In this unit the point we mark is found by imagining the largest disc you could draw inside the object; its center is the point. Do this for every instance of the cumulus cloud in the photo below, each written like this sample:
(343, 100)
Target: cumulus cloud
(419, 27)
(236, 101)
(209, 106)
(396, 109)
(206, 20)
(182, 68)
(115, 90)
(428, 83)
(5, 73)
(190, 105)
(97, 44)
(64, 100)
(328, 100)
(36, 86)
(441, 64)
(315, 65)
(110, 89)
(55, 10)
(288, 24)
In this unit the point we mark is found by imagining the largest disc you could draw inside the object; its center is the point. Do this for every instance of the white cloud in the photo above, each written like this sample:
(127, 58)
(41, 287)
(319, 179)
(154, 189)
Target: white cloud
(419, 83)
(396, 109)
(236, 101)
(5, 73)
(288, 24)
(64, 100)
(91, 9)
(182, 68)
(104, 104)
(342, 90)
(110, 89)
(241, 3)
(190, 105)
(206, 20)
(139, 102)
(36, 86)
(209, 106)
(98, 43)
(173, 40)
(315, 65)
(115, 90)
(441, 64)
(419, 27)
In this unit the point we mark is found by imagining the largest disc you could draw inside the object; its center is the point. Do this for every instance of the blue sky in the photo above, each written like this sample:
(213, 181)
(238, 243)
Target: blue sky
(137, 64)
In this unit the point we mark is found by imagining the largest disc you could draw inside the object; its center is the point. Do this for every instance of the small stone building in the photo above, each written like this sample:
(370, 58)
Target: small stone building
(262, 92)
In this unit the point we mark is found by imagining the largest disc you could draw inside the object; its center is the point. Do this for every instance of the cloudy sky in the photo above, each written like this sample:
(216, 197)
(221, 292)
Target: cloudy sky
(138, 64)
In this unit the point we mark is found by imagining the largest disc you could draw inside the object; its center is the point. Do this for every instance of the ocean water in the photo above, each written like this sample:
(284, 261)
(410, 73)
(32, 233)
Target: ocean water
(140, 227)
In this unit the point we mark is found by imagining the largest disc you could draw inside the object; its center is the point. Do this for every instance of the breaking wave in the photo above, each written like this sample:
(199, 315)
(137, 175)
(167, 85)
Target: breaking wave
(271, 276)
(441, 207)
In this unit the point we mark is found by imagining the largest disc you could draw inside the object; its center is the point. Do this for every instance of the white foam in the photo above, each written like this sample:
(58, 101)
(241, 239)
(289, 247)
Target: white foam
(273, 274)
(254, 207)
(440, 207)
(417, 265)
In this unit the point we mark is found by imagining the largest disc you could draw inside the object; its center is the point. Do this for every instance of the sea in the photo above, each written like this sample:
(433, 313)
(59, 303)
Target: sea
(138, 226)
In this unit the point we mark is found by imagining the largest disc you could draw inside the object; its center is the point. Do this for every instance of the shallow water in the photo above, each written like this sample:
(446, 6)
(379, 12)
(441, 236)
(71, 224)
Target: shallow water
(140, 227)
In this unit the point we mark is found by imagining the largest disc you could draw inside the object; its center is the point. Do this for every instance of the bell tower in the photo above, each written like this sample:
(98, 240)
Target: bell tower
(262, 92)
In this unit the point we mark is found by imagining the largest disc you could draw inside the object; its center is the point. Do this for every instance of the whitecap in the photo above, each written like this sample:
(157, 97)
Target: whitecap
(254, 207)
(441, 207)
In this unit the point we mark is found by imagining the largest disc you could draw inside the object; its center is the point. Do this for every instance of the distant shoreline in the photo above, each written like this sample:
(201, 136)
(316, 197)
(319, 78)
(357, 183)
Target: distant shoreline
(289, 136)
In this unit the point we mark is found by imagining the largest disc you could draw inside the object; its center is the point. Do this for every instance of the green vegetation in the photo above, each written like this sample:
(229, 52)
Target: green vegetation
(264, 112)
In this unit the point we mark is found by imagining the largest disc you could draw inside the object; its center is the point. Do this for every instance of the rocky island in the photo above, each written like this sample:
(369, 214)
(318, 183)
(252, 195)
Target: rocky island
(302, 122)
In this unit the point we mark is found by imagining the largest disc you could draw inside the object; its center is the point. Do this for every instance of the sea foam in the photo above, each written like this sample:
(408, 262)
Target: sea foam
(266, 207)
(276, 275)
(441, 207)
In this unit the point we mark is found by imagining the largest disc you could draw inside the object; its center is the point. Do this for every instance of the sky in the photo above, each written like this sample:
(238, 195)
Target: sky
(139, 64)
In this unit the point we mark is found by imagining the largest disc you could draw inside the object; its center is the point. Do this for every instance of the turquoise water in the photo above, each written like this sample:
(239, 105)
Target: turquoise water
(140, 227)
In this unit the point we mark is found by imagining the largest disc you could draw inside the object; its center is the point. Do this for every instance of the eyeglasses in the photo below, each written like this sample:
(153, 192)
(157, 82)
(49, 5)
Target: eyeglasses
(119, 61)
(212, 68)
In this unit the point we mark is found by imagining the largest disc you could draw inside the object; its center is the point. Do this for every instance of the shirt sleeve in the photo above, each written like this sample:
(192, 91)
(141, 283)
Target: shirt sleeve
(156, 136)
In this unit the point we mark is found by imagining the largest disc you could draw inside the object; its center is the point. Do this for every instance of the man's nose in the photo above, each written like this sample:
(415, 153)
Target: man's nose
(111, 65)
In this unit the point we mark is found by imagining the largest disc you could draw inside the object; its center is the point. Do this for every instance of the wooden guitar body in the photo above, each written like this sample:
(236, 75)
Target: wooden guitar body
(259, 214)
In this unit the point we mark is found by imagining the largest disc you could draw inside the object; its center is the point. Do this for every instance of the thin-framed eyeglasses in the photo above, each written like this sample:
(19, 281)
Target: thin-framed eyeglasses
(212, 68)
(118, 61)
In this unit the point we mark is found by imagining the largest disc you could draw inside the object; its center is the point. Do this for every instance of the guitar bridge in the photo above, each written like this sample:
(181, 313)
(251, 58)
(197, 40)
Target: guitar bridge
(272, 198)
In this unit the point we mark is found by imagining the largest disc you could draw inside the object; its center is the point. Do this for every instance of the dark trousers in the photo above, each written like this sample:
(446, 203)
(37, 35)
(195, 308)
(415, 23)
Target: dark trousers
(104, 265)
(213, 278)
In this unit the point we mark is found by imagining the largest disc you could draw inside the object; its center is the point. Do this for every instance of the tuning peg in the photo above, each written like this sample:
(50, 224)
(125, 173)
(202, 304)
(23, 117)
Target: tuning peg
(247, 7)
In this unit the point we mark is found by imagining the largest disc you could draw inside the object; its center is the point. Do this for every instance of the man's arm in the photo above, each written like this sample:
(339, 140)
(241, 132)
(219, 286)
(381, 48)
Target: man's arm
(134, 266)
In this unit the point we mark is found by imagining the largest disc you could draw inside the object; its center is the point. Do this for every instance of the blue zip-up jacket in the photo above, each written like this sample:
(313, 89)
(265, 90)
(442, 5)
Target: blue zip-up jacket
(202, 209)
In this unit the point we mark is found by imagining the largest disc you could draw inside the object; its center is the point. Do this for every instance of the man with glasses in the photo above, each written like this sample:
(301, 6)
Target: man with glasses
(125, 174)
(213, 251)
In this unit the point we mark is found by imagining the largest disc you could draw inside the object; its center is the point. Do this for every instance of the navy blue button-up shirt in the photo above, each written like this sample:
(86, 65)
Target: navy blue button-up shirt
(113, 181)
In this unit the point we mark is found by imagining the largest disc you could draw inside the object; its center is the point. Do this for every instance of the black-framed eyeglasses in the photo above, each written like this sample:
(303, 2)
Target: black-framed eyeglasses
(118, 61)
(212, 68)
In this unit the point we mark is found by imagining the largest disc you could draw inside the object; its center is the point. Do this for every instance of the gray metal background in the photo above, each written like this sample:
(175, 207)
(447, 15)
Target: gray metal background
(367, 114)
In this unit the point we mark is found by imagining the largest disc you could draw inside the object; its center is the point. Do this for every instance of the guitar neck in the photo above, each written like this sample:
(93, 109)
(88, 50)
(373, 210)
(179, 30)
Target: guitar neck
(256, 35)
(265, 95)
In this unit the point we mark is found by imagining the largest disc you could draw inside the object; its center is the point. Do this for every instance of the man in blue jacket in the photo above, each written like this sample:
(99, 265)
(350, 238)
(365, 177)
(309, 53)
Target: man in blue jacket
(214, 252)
-------------------------
## Task to complete
Taking the records above as input, show every line in which the word "below" is present.

## Answer box
In this unit the point we mark is found by imagining the largest disc you could draw inside the object; its center is the point. Do this for every instance of the cumulus cloud in the photo below, each written like this sample:
In this unit the point we mark is found by imagining the largest disc you could draw inside the object; its center is the point. Do this for every instance of the eyeglasses in the photo below, each written like this sample:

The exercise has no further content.